* **TASKS AND EXERCISES**
a. In the forum thread about Nautilus coils and VTC5 batteries, why does Snape of Vape want to find one shop that stocks both items? Answer in one to three sentences.
b. Write the next part of the forum thread about Nautilus coils and VTC5 batteries, starting after its last post.

* **SELECTED PASSAGE**
※

# New Nautilus Coils And Vtc 5



## Snape of Vape (29/7/14)

I'm looking for a shop that has VTC5 and the new coils for the Nautilus.

Want to buy both but don't feel like paying for shipping from two different shops.

Anyone that can help?


----------



## VapeTownZA (29/7/14)

Vapemob has both as far as I know. I have a VTC5 from them and they stock the Nautilus so should have coils.


----------



## Snape of Vape (29/7/14)

Thanks @VapeTownZA I've already checked there and they have the batteries but no new BVC coils. 
Vapeclub has the coils, but now VTC5 batteries. Guess I'll end up buying it from different shops then


----------



## VapeTownZA (29/7/14)

No problem. They may have gotten stock in yesterday. not sure when you checked with them but I'm sure they said they will be getting this week.

※

Excerpts of pointing data
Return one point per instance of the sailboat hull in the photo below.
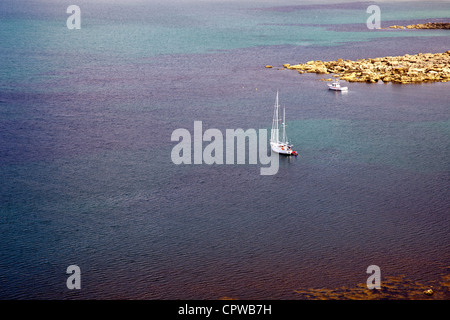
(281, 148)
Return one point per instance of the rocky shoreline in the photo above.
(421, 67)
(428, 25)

※

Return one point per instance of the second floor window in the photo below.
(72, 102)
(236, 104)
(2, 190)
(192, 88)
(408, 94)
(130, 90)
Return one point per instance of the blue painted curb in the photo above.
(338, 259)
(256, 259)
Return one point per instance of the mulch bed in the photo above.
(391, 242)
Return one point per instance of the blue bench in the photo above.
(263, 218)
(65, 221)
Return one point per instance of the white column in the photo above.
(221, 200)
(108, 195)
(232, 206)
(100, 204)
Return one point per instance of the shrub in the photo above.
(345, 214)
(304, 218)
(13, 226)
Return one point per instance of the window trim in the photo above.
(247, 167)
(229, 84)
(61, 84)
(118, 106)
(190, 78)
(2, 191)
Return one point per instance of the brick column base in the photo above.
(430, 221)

※

* **ANSWERS BELOW**
a. Snape of Vape wants to buy both the VTC5 and the new Nautilus coils from a single shop to avoid paying for shipping from two different shops.

b.
----------



## Snape of Vape (29/7/14)

@VapeTownZA Check this morning, checked again before topic creation. Probably going to update website later today then


----------



## VapeTownZA (29/7/14)

Will be there around 3 today and check for you.


----------



## VapeTownZA (29/7/14)

Can confirm vapemob has what you are looking for in stock. They will update website with stock for you or you can just call through


----------



## Snape of Vape (29/7/14)

Thanks @VapeTownZA I ended up stopping at eciggies on my way home to pick up some coils.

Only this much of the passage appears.